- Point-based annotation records
Begin

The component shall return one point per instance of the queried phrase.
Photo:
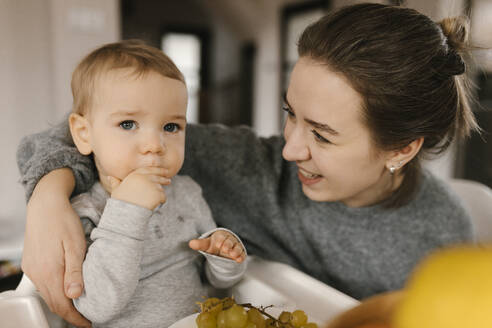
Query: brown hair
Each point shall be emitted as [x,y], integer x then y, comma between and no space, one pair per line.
[125,54]
[409,72]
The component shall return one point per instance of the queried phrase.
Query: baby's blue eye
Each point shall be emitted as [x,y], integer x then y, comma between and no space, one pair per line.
[128,125]
[171,127]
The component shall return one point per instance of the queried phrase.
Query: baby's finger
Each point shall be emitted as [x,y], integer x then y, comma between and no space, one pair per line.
[226,248]
[218,239]
[199,244]
[237,253]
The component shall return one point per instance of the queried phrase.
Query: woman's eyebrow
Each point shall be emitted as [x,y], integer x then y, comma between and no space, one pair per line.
[321,126]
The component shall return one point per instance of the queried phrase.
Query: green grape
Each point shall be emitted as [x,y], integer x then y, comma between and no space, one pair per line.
[310,325]
[298,318]
[256,317]
[269,323]
[249,324]
[284,317]
[210,302]
[206,320]
[221,319]
[236,317]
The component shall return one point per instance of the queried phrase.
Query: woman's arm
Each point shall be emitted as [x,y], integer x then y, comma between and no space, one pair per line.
[54,245]
[40,153]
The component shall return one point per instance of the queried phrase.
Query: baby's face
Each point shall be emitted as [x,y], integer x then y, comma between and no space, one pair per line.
[137,121]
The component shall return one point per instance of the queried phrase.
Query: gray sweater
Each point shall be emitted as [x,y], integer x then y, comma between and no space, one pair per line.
[139,270]
[254,192]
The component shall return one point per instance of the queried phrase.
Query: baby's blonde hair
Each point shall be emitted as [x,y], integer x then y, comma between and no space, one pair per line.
[133,54]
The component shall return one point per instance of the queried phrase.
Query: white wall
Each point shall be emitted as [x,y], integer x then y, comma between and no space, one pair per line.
[41,42]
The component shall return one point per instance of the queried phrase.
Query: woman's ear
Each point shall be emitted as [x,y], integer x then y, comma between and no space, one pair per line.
[80,130]
[401,157]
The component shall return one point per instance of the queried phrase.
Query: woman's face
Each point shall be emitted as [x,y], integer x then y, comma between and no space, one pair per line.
[327,139]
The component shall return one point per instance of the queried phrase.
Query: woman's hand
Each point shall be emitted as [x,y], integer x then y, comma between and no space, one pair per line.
[54,245]
[220,243]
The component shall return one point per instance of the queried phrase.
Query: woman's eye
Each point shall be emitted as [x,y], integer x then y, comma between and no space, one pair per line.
[319,137]
[290,113]
[171,127]
[128,125]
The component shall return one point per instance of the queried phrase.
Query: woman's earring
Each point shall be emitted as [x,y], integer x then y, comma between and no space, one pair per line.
[392,169]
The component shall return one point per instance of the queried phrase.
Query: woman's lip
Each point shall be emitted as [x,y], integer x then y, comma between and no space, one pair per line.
[306,180]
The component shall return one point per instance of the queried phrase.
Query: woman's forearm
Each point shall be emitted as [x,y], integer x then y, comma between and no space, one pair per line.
[52,149]
[57,183]
[54,245]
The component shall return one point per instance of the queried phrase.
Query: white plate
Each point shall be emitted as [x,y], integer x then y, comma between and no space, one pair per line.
[187,322]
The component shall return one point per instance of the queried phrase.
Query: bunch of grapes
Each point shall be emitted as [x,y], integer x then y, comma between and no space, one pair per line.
[226,313]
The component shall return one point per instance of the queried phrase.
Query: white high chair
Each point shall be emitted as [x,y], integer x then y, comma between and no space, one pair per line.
[265,283]
[477,199]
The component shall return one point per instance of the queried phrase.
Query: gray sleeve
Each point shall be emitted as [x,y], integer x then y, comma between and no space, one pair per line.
[111,269]
[40,153]
[222,272]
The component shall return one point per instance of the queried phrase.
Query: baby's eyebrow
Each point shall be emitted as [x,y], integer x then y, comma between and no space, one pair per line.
[125,113]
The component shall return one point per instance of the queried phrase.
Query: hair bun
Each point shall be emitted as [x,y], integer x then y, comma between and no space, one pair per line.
[455,31]
[455,64]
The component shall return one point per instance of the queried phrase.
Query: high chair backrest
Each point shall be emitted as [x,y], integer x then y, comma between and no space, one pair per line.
[22,307]
[477,199]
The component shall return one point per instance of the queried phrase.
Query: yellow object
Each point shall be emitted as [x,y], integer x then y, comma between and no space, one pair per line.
[452,288]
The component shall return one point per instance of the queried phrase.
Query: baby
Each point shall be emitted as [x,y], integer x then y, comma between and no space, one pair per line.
[129,113]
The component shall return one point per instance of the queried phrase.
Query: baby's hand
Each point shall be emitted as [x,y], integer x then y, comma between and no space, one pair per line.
[220,243]
[142,187]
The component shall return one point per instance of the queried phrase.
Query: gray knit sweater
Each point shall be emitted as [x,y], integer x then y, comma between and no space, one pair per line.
[254,192]
[139,270]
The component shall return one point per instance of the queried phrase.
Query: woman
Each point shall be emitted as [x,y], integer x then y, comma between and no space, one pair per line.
[340,196]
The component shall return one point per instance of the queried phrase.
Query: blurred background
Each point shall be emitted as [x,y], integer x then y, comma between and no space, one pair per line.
[236,56]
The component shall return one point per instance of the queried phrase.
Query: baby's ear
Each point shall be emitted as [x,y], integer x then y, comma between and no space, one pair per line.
[81,134]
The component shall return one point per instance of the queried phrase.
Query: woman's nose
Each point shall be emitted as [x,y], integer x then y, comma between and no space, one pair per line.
[152,142]
[296,147]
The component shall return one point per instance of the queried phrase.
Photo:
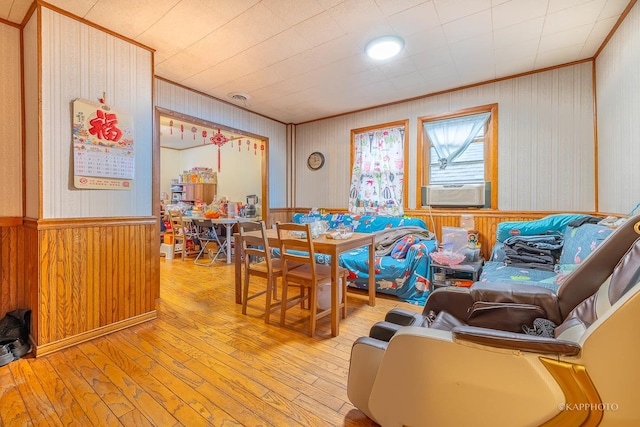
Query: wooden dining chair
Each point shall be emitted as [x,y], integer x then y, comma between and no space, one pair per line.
[297,249]
[258,263]
[181,235]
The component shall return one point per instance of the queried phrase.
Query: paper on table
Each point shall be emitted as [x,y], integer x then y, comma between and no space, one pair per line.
[339,236]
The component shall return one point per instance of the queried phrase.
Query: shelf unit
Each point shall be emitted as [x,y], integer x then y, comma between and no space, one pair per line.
[177,192]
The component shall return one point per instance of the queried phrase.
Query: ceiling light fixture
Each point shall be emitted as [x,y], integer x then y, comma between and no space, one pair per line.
[384,47]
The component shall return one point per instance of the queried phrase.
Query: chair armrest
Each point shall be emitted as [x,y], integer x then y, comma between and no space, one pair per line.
[517,293]
[454,300]
[514,341]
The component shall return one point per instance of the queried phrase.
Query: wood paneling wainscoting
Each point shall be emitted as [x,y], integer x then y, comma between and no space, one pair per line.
[12,284]
[88,277]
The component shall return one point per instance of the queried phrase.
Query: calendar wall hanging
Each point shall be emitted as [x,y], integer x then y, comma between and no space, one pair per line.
[103,154]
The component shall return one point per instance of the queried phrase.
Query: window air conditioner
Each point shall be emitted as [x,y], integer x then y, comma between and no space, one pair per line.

End

- Your instructions
Find every line in the records above that contains the word "eyebrow", and copy each of those lines in full. Case counts, so match only lines where the letters have the same capitalization.

- Full output
Query: woman's eyebrow
Query: baby's eyebrow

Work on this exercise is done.